§ **PROBLEM SET**:
a - In the piece on memory loss, what kind of brain injury did the loss of oxygen cause?
b - Write out the stretch of the piece on memory loss from "In what seems" through "water without choking.".

--- SUPPLIED PASSAGE Enclosed Below ---

Moving Past Memory Loss

In what seems like one minute, you’re shouting the lyrics to every song of one of your favorite bands as you watch them perform live; the next you can’t remember ever being there in the first place or who you were with. At least that’s what happened to me. 

Long story short, as a type one diabetic, my blood sugar levels rose extremely high and caused my body to go into cardiac arrest three times following a concert I had attended the night before. The loss of oxygen to my brain during these arrests caused what is known as an anoxic brain injury which, in my case, means a short term memory loss. 

For weeks I was weak from being bed-ridden, I could not remember the names or faces of the doctors and nurses who came to see me and I could not even gather the strength to swallow a sip of water without choking. 

Now, while I can handle daily tasks such as eating solid food or even walking long distances, getting back to a normal routine has been difficult.

For example, I have to use alarms and calendar reminders for things I used to just know such as what time I am due into work or when and where my next class is. I even take pictures of where I am parked so I can easily find my car when it’s time to leave anywhere with multiple parking lots such as campus or the mall. 

People start to look at you strangely when they ask what you’re doing later that day or what time your next class is and you have to check your phone calendar to answer them.

--- End of Enclosed SUPPLIED PASSAGE ---
--- MATERIAL PROVIDED Enclosed Below ---

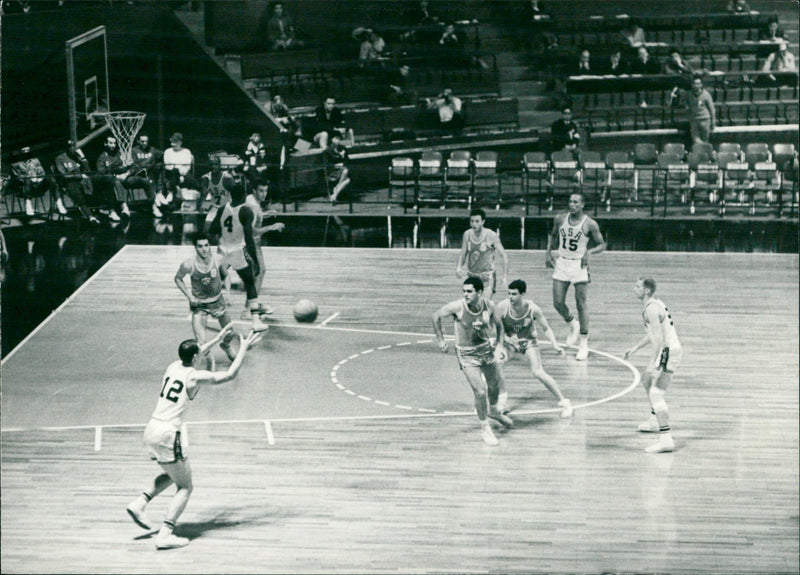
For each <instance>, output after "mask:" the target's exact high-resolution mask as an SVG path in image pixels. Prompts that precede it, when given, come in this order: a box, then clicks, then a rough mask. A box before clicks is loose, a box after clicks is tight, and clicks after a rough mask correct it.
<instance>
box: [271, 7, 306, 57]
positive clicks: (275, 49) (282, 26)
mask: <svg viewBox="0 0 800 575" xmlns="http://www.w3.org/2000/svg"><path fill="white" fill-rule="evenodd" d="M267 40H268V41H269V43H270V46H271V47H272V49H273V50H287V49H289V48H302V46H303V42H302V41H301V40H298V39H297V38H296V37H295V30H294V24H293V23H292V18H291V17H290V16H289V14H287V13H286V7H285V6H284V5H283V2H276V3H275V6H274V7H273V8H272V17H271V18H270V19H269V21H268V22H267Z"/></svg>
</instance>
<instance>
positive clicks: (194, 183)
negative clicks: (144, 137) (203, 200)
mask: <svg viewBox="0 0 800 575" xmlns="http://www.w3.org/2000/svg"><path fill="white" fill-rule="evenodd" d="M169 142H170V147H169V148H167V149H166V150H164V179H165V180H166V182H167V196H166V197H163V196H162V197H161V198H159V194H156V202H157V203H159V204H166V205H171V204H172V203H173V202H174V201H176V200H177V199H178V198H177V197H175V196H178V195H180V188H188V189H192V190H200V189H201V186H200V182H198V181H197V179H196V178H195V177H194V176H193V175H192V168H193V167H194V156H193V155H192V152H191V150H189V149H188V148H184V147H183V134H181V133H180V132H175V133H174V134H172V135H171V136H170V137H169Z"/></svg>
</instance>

--- End of Enclosed MATERIAL PROVIDED ---

§ **SOLUTION SET**:
a - An anoxic brain injury.

b -
In what seems like one minute, you’re shouting the lyrics to every song of one of your favorite bands as you watch them perform live; the next you can’t remember ever being there in the first place or who you were with. At least that’s what happened to me. 

Long story short, as a type one diabetic, my blood sugar levels rose extremely high and caused my body to go into cardiac arrest three times following a concert I had attended the night before. The loss of oxygen to my brain during these arrests caused what is known as an anoxic brain injury which, in my case, means a short term memory loss. 

For weeks I was weak from being bed-ridden, I could not remember the names or faces of the doctors and nurses who came to see me and I could not even gather the strength to swallow a sip of water without choking.